• [SET OF TASKS]:
a: Reproduce the passage on Canada's biodiversity commitments word for word, from "1. Enshrine our" to "expected to fill.".
b: According to the passage on Canada's biodiversity commitments, in what year was the Canadian Net-Zero Emissions Accountability Act enacted?

• [PASSAGE PROVIDED]:
=====

Why, given the array of international and national laws, policies, targets and strategies, is Canada failing nature? It’s complicated. 

But I can think of four key reasons: 

  1. Settler-colonialism; 
  2. Our biodiversity-related laws and policies are a patchwork quilt; 
  3. It is too easy for governments to cherry-pick targets, be vague about what success looks like and then claim victory; and 
  4. Jurisdictional squabbling between the federal and provincial governments. 

So what will it take to make sure that Canada actually meets its international targets? 

For starters, our governments need to respect Indigenous rights, laws and decision-making authority. Let’s face it, disrespect of Indigenous title and rights – all that hewing of wood and drawing of water without their consent – is at the core of this mess. Any federal biodiversity law and strategy needs to uphold the inherent rights of Indigenous peoples, align with the United Nations Declaration on the Rights of Indigenous Peoples (UNDRIP) and support Indigenous conservation priorities. 

Next, we need a comprehensive and cohesive national biodiversity strategy and action plan that outlines exactly what the federal government will do and where the provinces need to pick up the slack. We also need regular, detailed reporting on progress towards meeting our targets, with course-correction measures where we’re not on track. And both the plans and reports need to include credible, detailed indicators for how we measure success so that governments can’t pretend that we’re making more progress than we really are. 

That’s where the biodiversity accountability law comes in. We envision this new federal law working much like the Canadian Net-Zero Emissions Accountability Act (CNZEAA) that we helped get enacted in 2021. Like that law does for climate, a biodiversity accountability law should:

  1. Enshrine our international biodiversity targets and goals in law and require the government to establish new, ambitious post-2030 targets.
  2. Require the federal government to produce regular national biodiversity strategies and action plans and set minimum standards for those strategies and plans. For example, the law should ensure that the strategies and plans detail the federal measures that will be relied on to meet our targets, describe cooperative measures with Indigenous nations and the provinces, explain how the federal government will support Indigenous-led initiatives, and ensure that appropriate indicators will be used to measure progress. It should also require the strategies and plans to be clear about what gaps the provinces are expected to fill.

=====

• [SUPPLIED DATA]:

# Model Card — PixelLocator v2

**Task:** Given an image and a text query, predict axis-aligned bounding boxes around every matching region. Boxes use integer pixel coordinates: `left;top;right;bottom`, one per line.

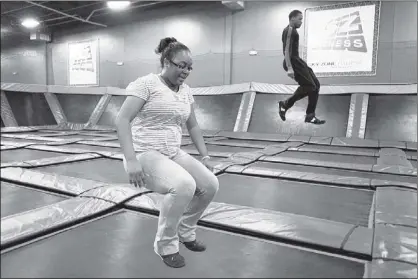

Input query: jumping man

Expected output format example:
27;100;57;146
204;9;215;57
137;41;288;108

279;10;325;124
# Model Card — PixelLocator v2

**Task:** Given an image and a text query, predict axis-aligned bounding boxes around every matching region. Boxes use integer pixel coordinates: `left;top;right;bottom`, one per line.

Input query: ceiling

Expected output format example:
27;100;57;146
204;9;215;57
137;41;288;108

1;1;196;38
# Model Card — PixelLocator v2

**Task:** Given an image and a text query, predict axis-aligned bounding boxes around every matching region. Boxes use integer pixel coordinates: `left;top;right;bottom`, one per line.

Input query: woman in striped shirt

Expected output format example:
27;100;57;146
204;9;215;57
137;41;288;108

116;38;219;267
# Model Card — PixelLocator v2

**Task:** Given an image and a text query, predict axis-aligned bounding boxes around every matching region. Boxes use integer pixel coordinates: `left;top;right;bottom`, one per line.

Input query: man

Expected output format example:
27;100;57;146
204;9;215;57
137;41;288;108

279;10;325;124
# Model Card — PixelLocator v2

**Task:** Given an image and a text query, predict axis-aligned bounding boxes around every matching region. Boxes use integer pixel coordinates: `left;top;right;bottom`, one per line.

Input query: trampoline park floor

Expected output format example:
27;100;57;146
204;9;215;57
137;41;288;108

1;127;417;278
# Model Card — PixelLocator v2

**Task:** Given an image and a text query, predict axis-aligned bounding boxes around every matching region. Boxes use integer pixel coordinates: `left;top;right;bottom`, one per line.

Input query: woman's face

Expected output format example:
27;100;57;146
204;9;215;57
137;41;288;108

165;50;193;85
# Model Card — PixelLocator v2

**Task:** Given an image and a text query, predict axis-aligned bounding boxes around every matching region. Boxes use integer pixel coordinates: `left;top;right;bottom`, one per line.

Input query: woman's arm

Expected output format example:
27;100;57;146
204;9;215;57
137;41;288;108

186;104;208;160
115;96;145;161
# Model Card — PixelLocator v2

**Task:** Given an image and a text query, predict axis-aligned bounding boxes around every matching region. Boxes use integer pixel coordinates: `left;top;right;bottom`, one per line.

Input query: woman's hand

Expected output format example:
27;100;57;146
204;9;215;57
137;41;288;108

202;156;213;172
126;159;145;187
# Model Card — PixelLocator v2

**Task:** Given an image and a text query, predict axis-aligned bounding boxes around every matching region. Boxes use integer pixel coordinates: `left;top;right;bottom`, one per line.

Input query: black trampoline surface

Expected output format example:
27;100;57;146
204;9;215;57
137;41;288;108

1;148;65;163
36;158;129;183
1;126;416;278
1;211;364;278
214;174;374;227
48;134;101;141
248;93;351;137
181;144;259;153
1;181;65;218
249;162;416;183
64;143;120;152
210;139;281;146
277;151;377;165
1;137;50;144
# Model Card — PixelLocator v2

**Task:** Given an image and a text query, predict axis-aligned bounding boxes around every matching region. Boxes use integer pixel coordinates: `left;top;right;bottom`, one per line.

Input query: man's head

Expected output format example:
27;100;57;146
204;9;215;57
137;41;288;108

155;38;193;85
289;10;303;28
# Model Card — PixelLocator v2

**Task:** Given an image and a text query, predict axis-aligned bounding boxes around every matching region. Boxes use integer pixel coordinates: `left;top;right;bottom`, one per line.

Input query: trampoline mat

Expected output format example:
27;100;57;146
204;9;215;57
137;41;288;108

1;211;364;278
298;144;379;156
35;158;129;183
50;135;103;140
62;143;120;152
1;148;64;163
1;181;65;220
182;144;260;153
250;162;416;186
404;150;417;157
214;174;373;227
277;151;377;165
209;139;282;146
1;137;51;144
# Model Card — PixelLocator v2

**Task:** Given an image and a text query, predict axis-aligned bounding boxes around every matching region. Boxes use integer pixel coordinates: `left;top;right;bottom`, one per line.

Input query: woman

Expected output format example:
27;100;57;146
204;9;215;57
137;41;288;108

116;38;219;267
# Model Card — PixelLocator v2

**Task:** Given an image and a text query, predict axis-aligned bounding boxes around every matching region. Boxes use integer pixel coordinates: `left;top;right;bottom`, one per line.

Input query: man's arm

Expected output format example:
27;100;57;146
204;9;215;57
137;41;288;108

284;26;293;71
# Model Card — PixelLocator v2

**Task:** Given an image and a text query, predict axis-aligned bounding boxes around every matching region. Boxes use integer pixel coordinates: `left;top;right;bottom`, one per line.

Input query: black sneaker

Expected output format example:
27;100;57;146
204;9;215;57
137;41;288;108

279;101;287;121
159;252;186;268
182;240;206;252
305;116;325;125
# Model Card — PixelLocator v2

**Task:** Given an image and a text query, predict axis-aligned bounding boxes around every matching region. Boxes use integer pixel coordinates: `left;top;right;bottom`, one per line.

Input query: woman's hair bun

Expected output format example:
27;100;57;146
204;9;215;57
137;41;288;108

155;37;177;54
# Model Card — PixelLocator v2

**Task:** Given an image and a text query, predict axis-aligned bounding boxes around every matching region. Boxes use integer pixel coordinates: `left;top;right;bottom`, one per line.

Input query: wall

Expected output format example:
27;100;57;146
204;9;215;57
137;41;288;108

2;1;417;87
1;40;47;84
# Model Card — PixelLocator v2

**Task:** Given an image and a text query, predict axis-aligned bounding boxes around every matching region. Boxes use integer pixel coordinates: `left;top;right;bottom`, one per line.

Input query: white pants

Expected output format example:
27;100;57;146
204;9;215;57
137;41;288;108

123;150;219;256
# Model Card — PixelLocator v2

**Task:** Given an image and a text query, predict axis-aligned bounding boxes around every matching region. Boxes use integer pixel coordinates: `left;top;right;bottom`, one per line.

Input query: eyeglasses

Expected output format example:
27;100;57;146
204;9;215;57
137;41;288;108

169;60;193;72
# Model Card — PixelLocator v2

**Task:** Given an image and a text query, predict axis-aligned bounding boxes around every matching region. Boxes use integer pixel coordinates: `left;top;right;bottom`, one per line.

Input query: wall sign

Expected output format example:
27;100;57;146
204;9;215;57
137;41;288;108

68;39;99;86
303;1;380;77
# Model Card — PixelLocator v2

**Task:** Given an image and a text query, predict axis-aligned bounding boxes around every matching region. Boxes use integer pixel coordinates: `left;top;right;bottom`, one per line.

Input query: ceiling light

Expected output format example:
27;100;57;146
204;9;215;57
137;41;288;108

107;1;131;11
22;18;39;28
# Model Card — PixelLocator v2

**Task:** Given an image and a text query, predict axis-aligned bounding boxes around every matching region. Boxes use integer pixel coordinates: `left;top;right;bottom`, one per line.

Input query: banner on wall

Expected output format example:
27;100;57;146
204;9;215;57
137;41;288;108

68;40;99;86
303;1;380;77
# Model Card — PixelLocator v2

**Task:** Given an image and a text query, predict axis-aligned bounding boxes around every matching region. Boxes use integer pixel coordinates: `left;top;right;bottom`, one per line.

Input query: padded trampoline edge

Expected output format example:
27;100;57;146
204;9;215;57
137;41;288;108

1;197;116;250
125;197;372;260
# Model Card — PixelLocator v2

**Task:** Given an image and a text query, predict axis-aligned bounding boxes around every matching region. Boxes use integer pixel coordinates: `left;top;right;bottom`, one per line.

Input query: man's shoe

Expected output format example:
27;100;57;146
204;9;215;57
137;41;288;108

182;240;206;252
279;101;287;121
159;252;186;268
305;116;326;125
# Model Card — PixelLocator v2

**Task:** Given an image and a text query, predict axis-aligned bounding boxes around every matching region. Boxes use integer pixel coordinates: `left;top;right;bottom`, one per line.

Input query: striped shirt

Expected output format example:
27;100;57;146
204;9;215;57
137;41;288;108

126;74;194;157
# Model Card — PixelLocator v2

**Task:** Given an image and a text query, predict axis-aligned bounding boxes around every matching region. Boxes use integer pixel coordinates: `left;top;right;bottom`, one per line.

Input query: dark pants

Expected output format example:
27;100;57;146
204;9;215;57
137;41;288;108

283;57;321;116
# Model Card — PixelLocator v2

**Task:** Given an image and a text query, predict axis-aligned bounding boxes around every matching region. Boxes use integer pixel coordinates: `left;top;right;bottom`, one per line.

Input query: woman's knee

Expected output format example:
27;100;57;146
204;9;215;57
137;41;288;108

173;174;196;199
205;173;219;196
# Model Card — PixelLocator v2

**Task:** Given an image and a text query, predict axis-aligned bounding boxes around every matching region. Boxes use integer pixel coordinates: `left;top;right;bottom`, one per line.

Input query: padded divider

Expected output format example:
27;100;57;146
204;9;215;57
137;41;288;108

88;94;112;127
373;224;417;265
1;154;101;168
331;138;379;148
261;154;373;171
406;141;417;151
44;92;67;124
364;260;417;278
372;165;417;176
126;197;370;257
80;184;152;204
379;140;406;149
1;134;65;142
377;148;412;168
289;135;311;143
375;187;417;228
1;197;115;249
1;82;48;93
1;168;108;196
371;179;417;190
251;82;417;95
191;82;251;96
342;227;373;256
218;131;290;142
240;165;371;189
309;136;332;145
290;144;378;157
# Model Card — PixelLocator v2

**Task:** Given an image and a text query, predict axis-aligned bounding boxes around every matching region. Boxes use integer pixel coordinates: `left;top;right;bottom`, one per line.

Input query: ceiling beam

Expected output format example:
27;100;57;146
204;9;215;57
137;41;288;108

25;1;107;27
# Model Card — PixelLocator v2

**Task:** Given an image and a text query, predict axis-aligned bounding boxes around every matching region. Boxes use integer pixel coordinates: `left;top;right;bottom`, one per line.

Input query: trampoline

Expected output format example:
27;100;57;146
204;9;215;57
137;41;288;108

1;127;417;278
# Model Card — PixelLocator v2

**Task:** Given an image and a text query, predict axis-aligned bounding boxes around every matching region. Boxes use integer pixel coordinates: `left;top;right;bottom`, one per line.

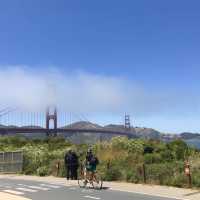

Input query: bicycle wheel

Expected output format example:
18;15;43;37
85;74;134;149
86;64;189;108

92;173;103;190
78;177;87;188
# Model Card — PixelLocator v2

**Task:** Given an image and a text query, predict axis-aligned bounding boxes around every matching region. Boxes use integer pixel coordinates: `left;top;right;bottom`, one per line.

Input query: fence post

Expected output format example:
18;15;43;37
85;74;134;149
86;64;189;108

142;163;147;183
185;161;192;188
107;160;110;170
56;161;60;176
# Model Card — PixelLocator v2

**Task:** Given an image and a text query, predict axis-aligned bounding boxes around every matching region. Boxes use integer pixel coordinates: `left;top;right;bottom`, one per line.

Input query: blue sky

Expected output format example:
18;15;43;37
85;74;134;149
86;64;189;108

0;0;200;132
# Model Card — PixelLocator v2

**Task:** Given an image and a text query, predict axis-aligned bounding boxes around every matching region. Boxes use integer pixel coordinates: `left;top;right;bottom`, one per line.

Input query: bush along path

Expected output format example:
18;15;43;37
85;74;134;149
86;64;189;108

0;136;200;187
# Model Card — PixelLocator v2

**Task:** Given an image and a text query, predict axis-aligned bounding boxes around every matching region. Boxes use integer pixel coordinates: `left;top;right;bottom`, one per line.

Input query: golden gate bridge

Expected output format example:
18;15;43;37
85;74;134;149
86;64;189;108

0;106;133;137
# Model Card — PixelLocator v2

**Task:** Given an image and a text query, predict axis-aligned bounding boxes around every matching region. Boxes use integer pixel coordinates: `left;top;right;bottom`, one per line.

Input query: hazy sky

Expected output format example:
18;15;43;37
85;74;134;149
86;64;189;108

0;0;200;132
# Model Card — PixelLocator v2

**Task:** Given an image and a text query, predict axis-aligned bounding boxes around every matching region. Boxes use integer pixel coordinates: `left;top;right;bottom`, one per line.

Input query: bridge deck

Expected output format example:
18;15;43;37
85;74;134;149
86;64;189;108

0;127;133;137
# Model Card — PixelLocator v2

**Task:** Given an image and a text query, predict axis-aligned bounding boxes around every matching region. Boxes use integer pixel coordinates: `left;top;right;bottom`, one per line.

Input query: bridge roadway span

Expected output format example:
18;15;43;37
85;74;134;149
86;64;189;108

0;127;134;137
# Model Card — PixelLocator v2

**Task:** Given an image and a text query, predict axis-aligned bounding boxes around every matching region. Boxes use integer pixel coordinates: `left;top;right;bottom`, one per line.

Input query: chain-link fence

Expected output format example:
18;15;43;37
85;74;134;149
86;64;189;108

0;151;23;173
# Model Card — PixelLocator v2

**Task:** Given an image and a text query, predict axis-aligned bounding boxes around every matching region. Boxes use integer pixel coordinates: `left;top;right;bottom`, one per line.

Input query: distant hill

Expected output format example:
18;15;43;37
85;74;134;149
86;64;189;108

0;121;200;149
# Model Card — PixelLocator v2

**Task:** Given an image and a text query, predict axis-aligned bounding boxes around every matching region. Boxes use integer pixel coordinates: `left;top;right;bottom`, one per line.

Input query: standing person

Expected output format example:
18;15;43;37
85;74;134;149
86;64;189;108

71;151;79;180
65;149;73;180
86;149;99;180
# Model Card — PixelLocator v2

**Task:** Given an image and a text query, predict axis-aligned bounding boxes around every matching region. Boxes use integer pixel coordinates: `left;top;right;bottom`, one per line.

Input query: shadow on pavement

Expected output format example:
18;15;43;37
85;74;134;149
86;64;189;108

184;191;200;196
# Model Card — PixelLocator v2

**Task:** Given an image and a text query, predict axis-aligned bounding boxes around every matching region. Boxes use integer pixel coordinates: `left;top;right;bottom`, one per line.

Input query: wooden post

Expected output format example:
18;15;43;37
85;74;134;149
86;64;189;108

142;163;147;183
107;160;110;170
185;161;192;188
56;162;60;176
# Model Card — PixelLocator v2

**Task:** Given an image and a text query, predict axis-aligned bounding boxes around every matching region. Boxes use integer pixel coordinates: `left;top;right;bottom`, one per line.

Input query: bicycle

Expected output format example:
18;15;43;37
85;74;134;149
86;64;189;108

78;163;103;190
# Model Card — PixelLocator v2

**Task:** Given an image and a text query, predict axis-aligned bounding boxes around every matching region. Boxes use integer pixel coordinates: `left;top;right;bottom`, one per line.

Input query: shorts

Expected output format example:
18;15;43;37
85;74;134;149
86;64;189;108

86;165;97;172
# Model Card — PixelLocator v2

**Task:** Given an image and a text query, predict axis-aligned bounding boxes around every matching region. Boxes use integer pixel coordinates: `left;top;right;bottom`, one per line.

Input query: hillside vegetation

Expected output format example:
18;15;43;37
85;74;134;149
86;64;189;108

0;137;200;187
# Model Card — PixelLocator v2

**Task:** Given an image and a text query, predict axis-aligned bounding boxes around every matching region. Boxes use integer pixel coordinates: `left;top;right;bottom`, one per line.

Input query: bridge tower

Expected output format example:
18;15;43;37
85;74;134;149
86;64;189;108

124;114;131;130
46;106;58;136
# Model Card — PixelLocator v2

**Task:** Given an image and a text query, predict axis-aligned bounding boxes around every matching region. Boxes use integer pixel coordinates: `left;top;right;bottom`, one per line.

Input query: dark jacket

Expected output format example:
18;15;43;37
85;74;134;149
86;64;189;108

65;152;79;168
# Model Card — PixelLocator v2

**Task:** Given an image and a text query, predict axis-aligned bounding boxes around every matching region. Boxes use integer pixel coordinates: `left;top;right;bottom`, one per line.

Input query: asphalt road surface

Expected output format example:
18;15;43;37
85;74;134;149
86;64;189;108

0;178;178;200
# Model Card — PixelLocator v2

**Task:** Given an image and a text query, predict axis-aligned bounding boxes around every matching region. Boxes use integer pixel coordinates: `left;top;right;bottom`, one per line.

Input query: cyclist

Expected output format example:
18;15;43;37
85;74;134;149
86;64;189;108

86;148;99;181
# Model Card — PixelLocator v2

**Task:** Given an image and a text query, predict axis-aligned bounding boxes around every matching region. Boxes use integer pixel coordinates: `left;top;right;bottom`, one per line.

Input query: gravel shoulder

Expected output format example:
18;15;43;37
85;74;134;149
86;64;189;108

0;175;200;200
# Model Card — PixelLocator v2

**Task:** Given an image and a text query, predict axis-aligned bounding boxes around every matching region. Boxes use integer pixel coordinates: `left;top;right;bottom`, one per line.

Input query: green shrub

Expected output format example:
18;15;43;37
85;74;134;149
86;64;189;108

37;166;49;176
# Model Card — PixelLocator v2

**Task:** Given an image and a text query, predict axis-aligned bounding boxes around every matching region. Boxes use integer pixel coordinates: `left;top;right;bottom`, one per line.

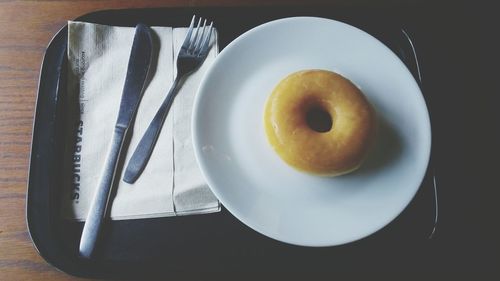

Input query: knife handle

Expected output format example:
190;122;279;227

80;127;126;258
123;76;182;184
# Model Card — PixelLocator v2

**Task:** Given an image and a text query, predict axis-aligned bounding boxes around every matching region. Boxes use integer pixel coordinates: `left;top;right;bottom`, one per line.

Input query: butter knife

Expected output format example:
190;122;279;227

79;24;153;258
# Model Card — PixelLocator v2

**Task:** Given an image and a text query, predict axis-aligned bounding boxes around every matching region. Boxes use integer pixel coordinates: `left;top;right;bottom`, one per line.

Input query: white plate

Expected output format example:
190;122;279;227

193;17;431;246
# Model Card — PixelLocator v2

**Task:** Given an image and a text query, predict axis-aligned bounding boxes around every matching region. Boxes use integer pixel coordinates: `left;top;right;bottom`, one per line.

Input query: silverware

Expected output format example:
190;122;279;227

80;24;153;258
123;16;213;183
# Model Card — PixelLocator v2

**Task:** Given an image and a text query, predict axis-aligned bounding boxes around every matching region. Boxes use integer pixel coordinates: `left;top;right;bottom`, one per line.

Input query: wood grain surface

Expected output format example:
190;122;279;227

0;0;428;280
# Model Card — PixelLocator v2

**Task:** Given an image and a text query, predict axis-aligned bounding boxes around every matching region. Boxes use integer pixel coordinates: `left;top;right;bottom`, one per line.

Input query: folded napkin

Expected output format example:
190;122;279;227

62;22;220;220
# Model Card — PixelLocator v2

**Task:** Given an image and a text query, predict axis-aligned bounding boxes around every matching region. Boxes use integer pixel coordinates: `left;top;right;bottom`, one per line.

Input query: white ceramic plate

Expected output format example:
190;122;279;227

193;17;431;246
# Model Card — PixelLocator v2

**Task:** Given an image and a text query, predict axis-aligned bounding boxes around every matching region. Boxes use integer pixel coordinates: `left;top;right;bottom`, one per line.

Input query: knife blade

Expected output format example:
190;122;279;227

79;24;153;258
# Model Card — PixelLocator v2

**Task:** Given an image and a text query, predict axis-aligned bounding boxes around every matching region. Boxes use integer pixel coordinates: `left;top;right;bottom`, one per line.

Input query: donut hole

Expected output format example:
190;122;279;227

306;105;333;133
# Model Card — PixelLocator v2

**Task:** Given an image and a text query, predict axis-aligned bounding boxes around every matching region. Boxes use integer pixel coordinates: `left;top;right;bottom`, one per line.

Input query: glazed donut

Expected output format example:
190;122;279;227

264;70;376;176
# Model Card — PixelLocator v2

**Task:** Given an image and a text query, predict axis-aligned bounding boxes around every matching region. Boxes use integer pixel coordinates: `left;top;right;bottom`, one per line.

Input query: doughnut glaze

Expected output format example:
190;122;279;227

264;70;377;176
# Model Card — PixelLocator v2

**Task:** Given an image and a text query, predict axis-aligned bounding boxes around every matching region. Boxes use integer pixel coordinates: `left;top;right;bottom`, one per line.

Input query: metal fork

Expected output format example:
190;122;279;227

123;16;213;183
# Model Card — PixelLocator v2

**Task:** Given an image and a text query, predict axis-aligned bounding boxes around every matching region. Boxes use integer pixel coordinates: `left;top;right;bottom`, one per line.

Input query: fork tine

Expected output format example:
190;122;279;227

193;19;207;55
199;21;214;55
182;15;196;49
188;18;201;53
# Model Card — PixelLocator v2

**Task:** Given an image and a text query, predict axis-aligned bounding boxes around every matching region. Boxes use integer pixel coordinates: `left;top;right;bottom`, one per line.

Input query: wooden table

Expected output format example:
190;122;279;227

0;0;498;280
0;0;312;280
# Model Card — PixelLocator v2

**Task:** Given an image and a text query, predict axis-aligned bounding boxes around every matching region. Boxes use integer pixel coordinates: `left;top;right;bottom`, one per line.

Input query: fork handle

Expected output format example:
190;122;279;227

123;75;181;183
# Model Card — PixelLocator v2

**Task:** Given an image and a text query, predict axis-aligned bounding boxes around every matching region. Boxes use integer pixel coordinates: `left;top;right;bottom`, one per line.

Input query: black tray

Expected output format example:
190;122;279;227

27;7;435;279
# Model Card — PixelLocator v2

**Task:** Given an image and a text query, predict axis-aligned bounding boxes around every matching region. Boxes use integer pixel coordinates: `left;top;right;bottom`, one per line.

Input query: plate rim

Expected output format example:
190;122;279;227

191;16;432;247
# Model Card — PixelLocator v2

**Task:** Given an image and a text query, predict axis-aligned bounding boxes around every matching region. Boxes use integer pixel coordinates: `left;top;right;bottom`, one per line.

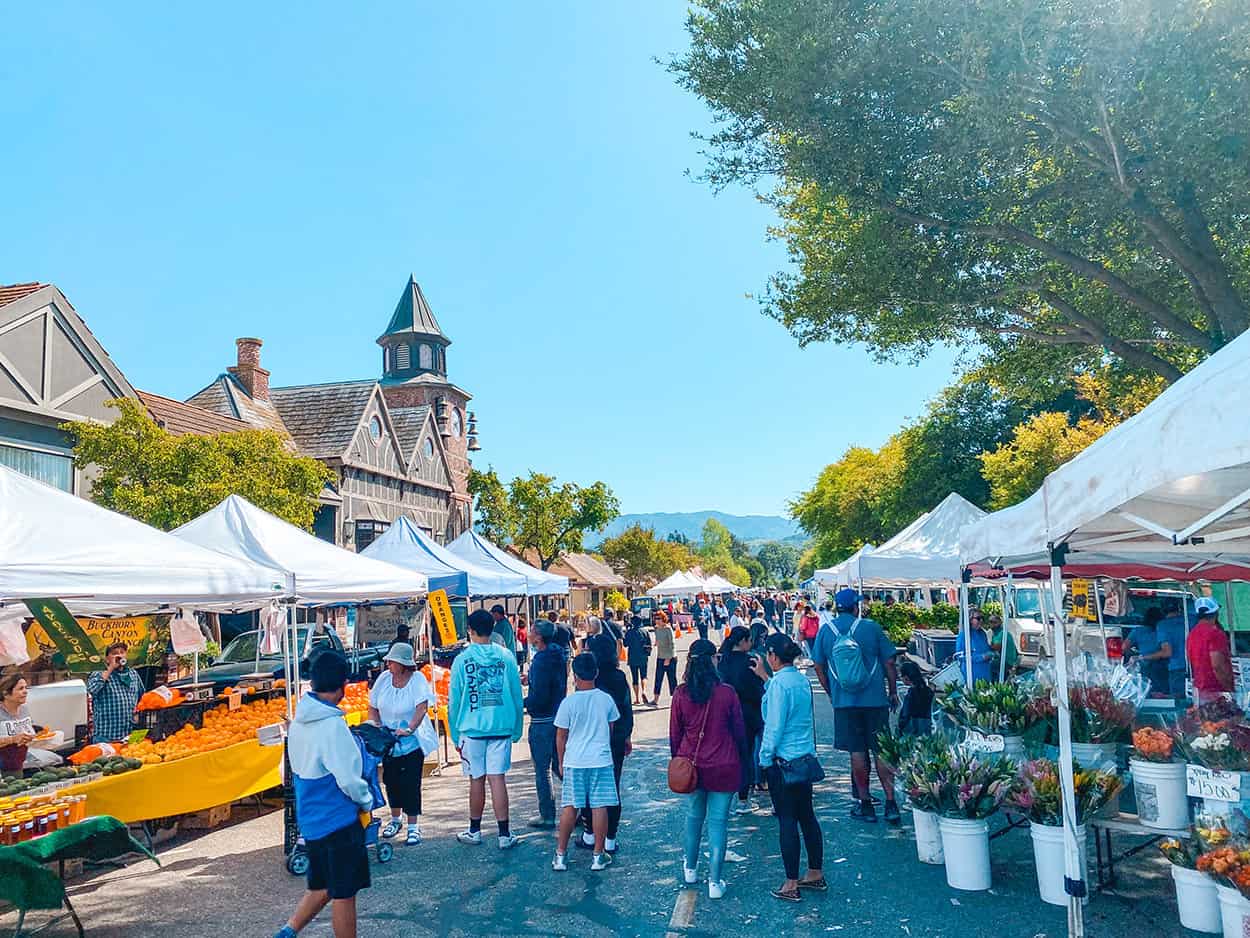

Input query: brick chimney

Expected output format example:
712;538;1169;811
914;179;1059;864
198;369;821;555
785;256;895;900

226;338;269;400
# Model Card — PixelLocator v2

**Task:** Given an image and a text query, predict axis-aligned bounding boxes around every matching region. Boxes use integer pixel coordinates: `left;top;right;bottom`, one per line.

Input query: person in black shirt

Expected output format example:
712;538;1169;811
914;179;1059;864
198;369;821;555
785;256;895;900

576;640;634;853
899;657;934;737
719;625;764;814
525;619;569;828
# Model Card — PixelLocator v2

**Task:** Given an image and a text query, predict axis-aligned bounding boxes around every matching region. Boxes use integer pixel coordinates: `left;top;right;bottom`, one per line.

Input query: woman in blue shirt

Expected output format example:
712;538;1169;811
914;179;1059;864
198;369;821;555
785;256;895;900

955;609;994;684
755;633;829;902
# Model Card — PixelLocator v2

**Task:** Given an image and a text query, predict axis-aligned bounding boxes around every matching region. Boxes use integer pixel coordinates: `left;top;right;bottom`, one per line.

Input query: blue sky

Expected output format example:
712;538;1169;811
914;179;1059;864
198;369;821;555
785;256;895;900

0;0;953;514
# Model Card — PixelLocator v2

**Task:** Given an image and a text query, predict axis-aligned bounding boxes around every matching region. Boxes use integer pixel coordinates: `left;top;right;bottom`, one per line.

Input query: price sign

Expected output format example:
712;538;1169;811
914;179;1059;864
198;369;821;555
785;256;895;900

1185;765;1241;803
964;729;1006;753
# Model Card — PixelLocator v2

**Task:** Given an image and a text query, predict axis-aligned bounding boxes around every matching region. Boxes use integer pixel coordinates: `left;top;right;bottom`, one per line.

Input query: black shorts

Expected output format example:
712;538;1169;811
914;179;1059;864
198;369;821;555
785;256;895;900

=====

• [ANSWER SET]:
a:
1. Enshrine our international biodiversity targets and goals in law and require the government to establish new, ambitious post-2030 targets.
  2. Require the federal government to produce regular national biodiversity strategies and action plans and set minimum standards for those strategies and plans. For example, the law should ensure that the strategies and plans detail the federal measures that will be relied on to meet our targets, describe cooperative measures with Indigenous nations and the provinces, explain how the federal government will support Indigenous-led initiatives, and ensure that appropriate indicators will be used to measure progress. It should also require the strategies and plans to be clear about what gaps the provinces are expected to fill.

b: 2021